### Tasks to complete:
a - In the passage on "Pusher Love Girl," rewrite the section starting at "Writing for the Houston" and ending at "start with NSYNC.", substituting "pop group" for "boy band".
b - According to the passage on "Pusher Love Girl," which publication was Jody Rosen reviewing for?

### Document:

-=-=-

Five minutes into the song, "Pusher Love Girl" morphs into a spoken-word outro where Timberlake raps "Childish Gambino style" over futuristic hip-hop beats. Timberlake compares narcotics, such as heroin, cocaine, plum wine, MDMA and nicotine, to the love of his significant other. Kitty Empire, writing for The Observer, commented that Timberlake's list of narcotics sound "tempting". Youssef stated that the outro may seem "bloated" to many, but that it enhances the atmosphere and "cross-genre" feel that Timberlake and Timbaland wanted, while also "building on and completing the ideas" that Frank Ocean experimented with on his debut album, Channel Orange (2012). Sarah Dean of The Huffington Post wrote that Timberlake channels his "inner mid-'80s" Prince during this period of the song. Mikael Wood of the Los Angeles Times wrote that Timberlake raps with "surprising authority".

===Vocal style===

Writing for the Houston Chronicle, Joey Guerra stated that Timberlake "hits that unmistakable falsetto" from the first chorus of "Pusher Love Girl". Sobhi Youssef of Sputnikmusic noted that the song introduces Timberlake's "beautiful" falsetto at "the apex of his game". MusicOMHs David Meller wrote that Timberlake's vocals "retained some of its boyish appeal but now has a measured, kind of sophisticated charm", while Dean declared that his "trademark falsetto" sounds "as-good-as-ever". According to Sean Daly of the Tampa Bay Times, the "street-savvy middle range" of Timberlake's vocals further separates him from his boy band start with NSYNC.

According to Brown, in "Pusher Love Girl", Timberlake sounds like he "inhaled" 1970s Stevie Wonder, "breathing it out" as it "disperses into something spacily 21st century". Rolling Stone reviewer Jody Rosen noted that Timberlake borrows Curtis Mayfield's falsetto and Wonder's chord changes in the song. Jed Gottlieb of the Boston Herald wrote that Timberlake "snatches swagger" from Wonder, Marvin Gaye and Al Green soul "with dashes of Frank Sinatra swing and Prince's heavy breathing". Empire wrote that "Walt Disney meets Quincy Jones" on "Pusher Love Girl" and that the song rivals English space rock band Spiritualized for "dovetailing affection with addiction".

==Critical reception==
"Pusher Love Girl" received generally positive reviews from music critics. MSN Music's Robert Christgau cited it as a highlight of The 20/20 Experience, while Genevieve Koski of The A.V. Club called it the best track on the album. Billboard writer Jason Lipshutz called the song an "extended glide", commenting that even though the song includes some dubious lyrics, Timberlake's "easy delivery will leave listeners hopelessly, er, addicted". Jean Bentley of Hollywood.com wrote that the intro to "Pusher Love Girl" is "very much in tune" with the "retro-soul vibe" of Timberlake's recent live performances. She wrote that it is one of the catchiest songs on The 20/20 Experience and commented that it "most certainly" would be his "second or third single". The Boston Globe reviewer James Reed wrote that "Pusher Love Girl" begins the album on a "blissed-out high".

-=-=-

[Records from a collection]
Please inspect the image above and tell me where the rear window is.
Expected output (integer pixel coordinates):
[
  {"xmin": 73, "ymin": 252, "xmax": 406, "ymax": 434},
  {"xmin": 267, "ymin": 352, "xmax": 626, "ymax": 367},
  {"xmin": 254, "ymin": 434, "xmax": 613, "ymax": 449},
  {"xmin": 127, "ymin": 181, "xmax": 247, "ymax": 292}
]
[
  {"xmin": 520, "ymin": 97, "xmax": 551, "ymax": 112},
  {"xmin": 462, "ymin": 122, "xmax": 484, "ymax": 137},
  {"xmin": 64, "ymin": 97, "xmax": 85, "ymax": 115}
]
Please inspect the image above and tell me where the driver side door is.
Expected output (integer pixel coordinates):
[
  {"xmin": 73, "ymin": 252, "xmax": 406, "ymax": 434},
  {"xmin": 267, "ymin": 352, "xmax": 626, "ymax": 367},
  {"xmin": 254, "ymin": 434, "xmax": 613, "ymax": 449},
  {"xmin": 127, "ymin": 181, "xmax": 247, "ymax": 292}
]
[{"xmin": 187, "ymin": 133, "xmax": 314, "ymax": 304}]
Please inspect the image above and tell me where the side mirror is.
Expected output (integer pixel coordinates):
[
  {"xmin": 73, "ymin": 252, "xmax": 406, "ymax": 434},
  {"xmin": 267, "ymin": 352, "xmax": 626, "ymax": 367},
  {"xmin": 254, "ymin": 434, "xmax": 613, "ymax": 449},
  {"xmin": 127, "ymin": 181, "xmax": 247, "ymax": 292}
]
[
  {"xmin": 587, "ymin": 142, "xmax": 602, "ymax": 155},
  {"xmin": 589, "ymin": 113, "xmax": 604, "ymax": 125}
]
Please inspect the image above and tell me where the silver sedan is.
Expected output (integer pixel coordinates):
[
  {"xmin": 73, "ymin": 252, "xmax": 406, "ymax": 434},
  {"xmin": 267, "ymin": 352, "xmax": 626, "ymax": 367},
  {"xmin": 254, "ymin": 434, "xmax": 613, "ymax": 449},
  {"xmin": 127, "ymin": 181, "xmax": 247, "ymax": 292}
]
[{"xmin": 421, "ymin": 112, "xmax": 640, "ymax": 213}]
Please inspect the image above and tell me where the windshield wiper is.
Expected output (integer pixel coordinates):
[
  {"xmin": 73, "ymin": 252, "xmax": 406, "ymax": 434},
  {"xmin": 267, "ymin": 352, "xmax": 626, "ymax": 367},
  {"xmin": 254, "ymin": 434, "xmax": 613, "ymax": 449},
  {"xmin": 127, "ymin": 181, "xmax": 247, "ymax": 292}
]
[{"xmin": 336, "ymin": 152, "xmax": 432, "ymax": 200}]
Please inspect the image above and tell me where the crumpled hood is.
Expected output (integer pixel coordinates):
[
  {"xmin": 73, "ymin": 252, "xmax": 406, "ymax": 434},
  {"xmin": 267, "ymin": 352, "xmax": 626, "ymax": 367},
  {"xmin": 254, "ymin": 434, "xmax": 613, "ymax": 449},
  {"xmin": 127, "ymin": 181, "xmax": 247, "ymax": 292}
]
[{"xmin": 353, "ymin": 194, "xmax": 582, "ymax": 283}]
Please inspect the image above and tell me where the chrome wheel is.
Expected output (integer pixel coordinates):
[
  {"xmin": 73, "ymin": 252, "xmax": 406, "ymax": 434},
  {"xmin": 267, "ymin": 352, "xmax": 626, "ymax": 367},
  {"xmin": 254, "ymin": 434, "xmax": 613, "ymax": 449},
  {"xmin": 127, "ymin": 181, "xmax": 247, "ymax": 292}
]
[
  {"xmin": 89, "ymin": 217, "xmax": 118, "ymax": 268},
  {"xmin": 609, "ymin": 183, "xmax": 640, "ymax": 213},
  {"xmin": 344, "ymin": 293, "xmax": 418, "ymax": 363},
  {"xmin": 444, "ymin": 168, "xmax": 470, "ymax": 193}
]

-=-=-

### Completed exercise:
a -
Writing for the Houston Chronicle, Joey Guerra stated that Timberlake "hits that unmistakable falsetto" from the first chorus of "Pusher Love Girl". Sobhi Youssef of Sputnikmusic noted that the song introduces Timberlake's "beautiful" falsetto at "the apex of his game". MusicOMHs David Meller wrote that Timberlake's vocals "retained some of its boyish appeal but now has a measured, kind of sophisticated charm", while Dean declared that his "trademark falsetto" sounds "as-good-as-ever". According to Sean Daly of the Tampa Bay Times, the "street-savvy middle range" of Timberlake's vocals further separates him from his pop group start with NSYNC.

b - Rolling Stone